* **STATED PROBLEM A**
Could you retype the piece on compilation firewalls below, from "Guru Questions" to "(a handle/body variant)."?

* **READING TEXT**
GotW #100: Compilation Firewalls (Difficulty: 6/10)

[This is a C++11-updated version of the original GotW #24.]

JG Questions

1. What is the Pimpl Idiom, and why is it useful?

Guru Questions

2. What is the best way to express the basic Pimpl Idiom in C++11?

3. What parts of the class should go into the impl object? Some potential options include:

put all private data (but not functions) into impl;
put all private members into impl;
put all private and protected members into impl;
put all private nonvirtual members into impl;
put everything into impl, and write the public class itself as only the public interface, each implemented as a simple forwarding function (a handle/body variant).

What are the advantages/drawbacks of each? How would you choose among them?

4. Does the impl require a back pointer to the public object? If yes, what is the best way to provide it? If not, why not?

Solution

1. What is the Pimpl Idiom, and why is it useful?

In C++, when anything in a header file class definition changes, all users of that class must be recompiled – even if the only change was to the private class members that the users of the class cannot even access. This is because C++’s build model is based on textual inclusion, and because C++ assumes that callers know two main things about a class that can be affected by private members:

Size and Layout: The calling code must know the size and layout of the class, including private data members. This constraint of always being able to see implementations incurs the cost of more tightly coupling callers and callees, but is central to C++’s object model and philosophy because guaranteeing that the compiler has direct access to objects by default is an (perhaps “the”) essential ingredient in enabling C++ to achieve its famed heavily-optimizable efficiency.
Functions: The calling code must be able to resolve calls to member functions of the class, including inaccessible private functions that overload with nonprivate functions — if the private function is a better match, the calling code will fail to compile. (C++ took the deliberate design decision to perform overload resolution before accessibility checking for safety reasons. For example, it was felt that changing the accessibility of a function from private to public shouldn’t change the meaning of legal calling code.)

* **DATA PROVIDED**

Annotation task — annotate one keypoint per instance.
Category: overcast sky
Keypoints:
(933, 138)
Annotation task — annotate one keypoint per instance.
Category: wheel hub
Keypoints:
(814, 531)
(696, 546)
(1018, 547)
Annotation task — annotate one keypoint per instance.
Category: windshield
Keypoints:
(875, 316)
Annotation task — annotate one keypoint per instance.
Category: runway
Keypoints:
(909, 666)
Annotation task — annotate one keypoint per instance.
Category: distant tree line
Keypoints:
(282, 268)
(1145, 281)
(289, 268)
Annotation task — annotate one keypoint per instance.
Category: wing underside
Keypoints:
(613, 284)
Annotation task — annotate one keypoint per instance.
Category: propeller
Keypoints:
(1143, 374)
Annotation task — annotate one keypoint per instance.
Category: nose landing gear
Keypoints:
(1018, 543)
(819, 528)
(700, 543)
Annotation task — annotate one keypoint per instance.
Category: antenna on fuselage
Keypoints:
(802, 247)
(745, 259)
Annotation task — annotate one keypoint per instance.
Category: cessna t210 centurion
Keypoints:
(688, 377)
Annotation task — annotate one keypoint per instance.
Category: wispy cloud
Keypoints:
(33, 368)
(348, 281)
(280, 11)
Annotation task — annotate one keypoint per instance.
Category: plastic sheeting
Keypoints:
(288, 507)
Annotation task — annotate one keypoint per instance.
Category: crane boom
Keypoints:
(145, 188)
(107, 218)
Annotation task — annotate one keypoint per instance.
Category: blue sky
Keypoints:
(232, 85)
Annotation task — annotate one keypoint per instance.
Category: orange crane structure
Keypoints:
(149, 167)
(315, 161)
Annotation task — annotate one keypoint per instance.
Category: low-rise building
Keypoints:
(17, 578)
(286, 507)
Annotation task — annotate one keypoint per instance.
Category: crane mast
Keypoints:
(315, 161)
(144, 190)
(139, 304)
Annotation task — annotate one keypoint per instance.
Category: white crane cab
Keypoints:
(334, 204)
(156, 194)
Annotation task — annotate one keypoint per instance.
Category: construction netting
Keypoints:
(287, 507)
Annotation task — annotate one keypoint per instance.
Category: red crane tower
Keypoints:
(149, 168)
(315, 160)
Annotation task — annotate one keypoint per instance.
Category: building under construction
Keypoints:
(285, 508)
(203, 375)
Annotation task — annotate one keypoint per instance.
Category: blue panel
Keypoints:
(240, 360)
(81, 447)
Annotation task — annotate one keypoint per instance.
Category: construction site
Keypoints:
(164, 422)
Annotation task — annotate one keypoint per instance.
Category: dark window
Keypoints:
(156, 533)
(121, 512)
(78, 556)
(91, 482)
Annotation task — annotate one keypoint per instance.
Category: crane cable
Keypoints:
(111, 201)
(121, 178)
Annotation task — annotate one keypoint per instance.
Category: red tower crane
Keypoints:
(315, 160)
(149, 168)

* **STATED PROBLEM B**
Which lines of the records above contain the string "crane", matching case? Pick out each of those lines in full.

* **ANSWER A**
Guru Questions

2. What is the best way to express the basic Pimpl Idiom in C++11?

3. What parts of the class should go into the impl object? Some potential options include:

put all private data (but not functions) into impl;
put all private members into impl;
put all private and protected members into impl;
put all private nonvirtual members into impl;
put everything into impl, and write the public class itself as only the public interface, each implemented as a simple forwarding function (a handle/body variant).

* **ANSWER B**
Category: crane boom
Category: orange crane structure
Category: crane mast
Category: white crane cab
Category: red crane tower
Category: crane cable
Category: red tower crane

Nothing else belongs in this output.